• **Problem description**
Filter the records and copy out each line containing the string "rider", with case taken into account.

• **Records to use**
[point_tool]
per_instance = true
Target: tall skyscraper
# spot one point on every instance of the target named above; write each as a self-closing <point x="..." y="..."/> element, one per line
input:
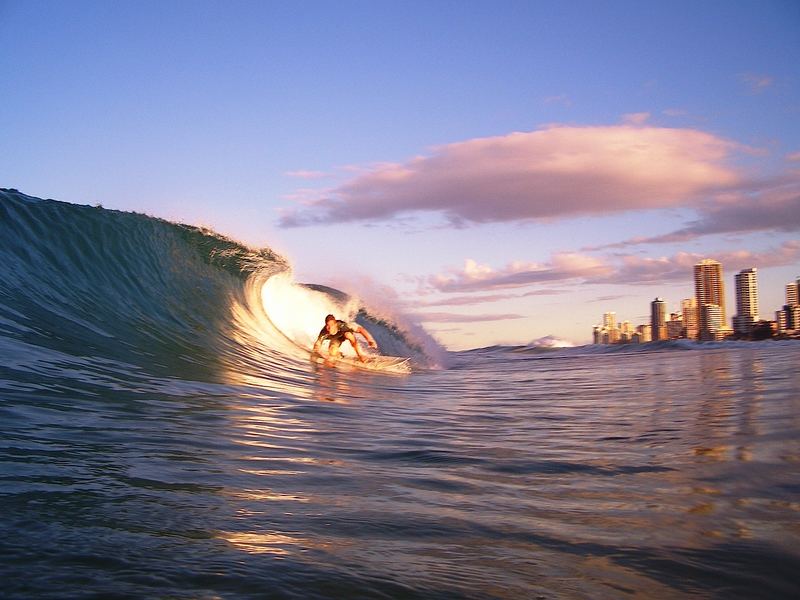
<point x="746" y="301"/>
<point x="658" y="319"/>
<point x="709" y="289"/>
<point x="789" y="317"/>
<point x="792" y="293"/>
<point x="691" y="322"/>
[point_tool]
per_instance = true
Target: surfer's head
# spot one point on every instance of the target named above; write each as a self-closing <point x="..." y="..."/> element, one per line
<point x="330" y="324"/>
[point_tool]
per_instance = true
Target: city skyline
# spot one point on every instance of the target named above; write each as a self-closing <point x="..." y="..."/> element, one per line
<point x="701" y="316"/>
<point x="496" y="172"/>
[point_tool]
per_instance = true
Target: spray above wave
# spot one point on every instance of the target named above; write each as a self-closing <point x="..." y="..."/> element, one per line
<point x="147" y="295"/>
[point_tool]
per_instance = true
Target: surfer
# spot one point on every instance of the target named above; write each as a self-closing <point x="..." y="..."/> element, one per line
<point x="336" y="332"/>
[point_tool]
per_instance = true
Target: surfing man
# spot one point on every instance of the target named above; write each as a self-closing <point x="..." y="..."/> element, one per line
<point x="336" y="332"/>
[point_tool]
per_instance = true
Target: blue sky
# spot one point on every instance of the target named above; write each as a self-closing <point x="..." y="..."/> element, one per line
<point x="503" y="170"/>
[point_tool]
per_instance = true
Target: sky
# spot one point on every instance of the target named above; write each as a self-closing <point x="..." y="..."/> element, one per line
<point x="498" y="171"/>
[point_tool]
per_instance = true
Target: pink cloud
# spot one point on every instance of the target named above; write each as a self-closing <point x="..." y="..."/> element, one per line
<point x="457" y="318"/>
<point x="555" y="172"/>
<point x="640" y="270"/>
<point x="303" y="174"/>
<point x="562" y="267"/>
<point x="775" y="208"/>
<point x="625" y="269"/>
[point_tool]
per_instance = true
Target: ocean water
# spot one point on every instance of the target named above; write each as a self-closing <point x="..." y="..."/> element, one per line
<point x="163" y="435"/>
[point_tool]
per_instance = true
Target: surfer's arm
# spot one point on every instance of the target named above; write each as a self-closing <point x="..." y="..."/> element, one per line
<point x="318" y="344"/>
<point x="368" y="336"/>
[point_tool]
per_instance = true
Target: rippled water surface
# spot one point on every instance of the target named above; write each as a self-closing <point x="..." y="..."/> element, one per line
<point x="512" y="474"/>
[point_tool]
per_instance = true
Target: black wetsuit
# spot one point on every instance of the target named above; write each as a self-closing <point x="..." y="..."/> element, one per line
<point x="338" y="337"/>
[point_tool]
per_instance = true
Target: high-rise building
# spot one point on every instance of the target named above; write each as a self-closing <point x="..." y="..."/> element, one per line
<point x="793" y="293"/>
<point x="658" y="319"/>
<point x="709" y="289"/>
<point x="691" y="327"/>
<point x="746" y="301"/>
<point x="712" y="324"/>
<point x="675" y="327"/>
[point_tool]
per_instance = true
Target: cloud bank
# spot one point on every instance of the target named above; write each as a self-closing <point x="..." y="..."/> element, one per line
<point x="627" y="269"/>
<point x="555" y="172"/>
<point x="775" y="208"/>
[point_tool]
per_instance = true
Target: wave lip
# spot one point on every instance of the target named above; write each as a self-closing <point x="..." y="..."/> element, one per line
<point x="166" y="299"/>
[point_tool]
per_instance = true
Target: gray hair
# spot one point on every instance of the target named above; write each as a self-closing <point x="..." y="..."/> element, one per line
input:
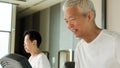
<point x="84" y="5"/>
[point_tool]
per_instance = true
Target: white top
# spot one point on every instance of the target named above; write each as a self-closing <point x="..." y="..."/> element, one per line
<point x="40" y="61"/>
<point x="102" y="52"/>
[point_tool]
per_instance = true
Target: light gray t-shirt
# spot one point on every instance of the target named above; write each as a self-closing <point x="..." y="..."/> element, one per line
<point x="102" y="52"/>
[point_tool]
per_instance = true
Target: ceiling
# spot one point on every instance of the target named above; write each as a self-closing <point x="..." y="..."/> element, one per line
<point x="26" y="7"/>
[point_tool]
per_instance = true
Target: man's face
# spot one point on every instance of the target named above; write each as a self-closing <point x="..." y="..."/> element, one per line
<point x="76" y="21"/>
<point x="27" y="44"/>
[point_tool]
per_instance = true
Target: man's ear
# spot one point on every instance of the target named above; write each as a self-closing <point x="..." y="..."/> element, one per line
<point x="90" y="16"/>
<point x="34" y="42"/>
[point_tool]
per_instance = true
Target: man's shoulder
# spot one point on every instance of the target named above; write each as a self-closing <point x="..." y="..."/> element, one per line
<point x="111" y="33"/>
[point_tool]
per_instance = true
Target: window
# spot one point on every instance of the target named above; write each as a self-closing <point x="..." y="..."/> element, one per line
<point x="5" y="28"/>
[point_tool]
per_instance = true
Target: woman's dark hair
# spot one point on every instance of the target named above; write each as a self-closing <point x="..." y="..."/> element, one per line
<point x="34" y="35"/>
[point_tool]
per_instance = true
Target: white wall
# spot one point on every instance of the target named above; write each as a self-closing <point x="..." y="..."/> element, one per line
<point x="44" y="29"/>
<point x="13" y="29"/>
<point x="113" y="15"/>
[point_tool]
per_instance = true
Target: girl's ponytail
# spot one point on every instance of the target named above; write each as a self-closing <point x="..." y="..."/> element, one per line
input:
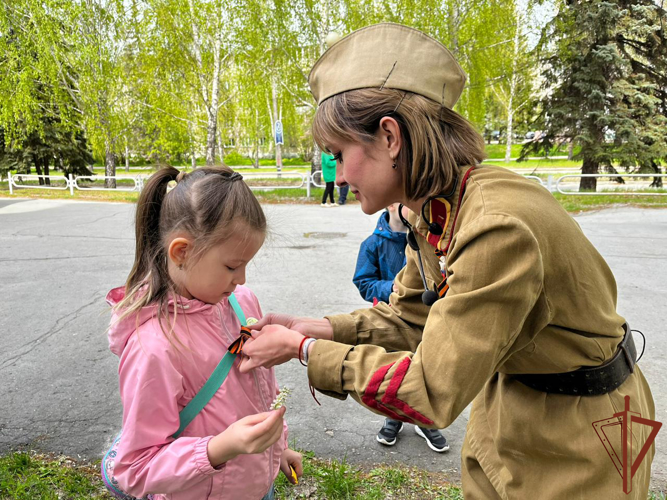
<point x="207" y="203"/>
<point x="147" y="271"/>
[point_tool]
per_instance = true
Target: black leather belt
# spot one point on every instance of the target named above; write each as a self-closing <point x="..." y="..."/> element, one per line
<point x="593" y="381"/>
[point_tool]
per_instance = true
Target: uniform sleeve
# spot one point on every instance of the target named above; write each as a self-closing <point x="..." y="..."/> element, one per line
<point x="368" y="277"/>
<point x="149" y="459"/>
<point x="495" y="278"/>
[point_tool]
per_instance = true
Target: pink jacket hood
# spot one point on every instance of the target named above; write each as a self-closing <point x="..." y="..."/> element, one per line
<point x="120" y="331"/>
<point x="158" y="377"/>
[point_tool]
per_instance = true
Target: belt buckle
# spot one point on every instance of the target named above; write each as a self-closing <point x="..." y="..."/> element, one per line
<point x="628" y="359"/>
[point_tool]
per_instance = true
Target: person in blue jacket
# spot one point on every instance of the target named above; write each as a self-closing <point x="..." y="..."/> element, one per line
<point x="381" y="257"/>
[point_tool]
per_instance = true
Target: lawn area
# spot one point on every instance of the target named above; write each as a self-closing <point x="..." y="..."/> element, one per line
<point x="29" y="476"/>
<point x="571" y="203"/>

--

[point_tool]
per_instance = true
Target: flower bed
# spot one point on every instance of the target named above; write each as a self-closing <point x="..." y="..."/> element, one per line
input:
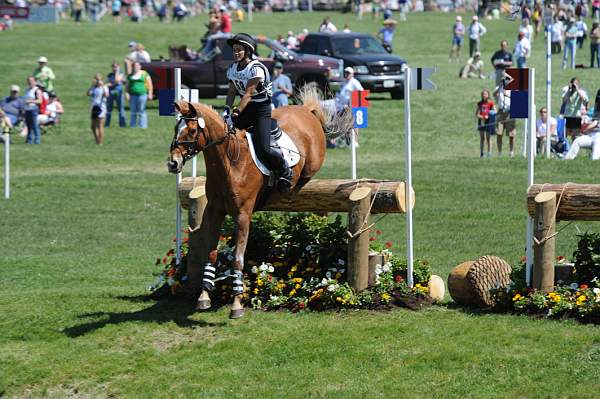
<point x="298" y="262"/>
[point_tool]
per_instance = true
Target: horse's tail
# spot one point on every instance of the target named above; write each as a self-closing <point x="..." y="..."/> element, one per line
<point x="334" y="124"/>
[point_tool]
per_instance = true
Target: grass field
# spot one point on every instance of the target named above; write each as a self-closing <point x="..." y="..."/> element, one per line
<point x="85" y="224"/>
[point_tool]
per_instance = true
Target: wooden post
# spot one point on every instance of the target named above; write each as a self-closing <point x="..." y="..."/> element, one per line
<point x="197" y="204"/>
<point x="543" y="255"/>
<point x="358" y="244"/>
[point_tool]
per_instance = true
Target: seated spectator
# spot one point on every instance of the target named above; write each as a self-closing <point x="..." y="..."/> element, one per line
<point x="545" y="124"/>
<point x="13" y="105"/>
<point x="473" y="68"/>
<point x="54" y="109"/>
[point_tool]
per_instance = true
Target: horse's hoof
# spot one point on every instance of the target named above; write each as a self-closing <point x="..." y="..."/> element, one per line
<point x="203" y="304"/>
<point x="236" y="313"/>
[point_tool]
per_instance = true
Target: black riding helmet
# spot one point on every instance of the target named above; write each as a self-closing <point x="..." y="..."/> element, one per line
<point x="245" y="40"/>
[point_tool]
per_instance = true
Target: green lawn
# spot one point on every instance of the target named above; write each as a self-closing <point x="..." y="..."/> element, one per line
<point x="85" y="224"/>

...

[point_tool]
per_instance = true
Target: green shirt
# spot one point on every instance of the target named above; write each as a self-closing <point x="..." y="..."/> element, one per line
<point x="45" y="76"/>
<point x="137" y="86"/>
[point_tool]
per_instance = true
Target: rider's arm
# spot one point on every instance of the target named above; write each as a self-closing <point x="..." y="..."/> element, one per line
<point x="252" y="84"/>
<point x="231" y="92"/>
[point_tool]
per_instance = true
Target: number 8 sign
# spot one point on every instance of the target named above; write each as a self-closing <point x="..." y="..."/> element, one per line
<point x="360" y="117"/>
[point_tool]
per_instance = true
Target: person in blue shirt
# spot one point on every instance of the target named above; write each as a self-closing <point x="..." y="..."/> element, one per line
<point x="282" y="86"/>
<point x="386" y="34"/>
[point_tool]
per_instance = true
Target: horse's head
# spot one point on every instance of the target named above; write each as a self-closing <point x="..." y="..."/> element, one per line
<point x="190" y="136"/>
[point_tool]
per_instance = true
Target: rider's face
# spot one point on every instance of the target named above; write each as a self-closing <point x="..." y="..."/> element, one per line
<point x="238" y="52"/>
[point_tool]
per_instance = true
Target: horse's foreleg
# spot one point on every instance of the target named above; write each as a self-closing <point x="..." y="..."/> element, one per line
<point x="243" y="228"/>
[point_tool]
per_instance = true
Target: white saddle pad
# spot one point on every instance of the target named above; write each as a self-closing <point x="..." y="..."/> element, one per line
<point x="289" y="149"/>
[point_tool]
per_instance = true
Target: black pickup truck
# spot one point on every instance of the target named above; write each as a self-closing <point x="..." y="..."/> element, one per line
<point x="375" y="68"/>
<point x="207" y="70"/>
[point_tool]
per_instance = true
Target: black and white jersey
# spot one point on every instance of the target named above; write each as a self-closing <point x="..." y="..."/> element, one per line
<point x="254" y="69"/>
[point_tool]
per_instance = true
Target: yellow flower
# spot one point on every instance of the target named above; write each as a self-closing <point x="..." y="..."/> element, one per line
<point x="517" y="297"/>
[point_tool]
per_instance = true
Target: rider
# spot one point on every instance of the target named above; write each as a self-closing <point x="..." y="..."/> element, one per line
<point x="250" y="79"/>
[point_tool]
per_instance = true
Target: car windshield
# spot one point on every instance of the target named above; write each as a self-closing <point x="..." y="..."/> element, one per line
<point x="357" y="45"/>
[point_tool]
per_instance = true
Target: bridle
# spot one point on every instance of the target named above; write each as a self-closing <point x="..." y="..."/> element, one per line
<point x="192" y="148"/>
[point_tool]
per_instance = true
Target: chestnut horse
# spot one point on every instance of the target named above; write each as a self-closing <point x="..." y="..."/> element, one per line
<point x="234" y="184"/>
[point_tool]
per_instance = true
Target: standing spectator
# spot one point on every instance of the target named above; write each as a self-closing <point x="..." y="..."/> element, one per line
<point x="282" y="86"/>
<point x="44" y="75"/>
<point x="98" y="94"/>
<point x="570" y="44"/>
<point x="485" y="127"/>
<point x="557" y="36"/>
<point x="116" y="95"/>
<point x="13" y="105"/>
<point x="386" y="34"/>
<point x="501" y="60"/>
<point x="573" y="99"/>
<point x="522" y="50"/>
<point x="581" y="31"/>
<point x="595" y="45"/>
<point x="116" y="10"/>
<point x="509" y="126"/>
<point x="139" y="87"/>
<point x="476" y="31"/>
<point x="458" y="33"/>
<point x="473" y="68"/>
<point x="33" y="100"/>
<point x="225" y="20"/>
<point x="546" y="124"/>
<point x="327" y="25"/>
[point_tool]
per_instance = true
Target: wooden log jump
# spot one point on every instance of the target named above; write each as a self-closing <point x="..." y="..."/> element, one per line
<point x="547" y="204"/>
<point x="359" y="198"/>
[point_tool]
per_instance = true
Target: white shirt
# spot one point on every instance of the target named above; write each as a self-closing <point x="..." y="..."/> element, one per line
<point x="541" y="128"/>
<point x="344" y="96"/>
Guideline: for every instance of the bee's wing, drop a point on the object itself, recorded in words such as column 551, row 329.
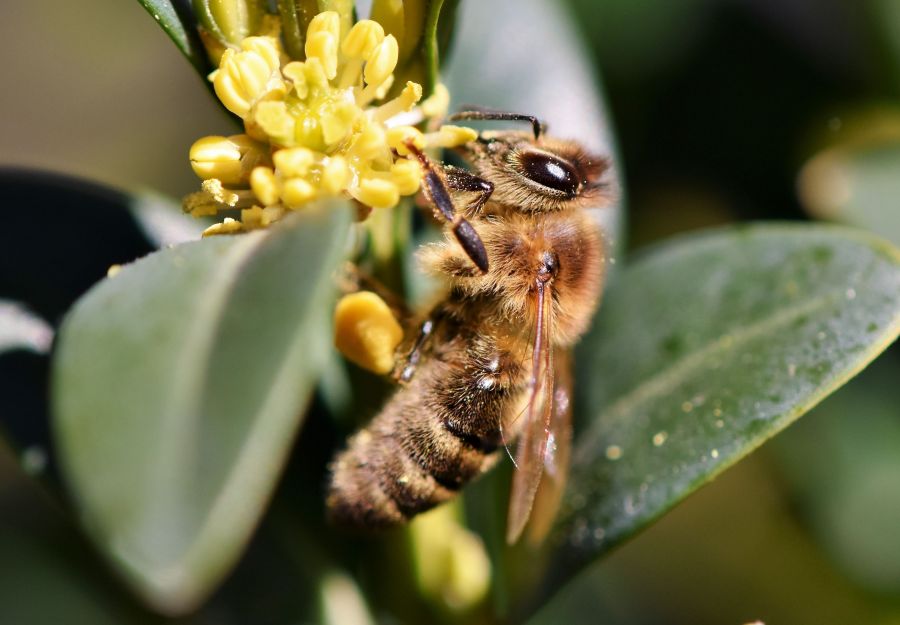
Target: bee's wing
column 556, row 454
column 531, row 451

• **Solution to this problem**
Target: rider's arm
Target: rider's face
Target: rider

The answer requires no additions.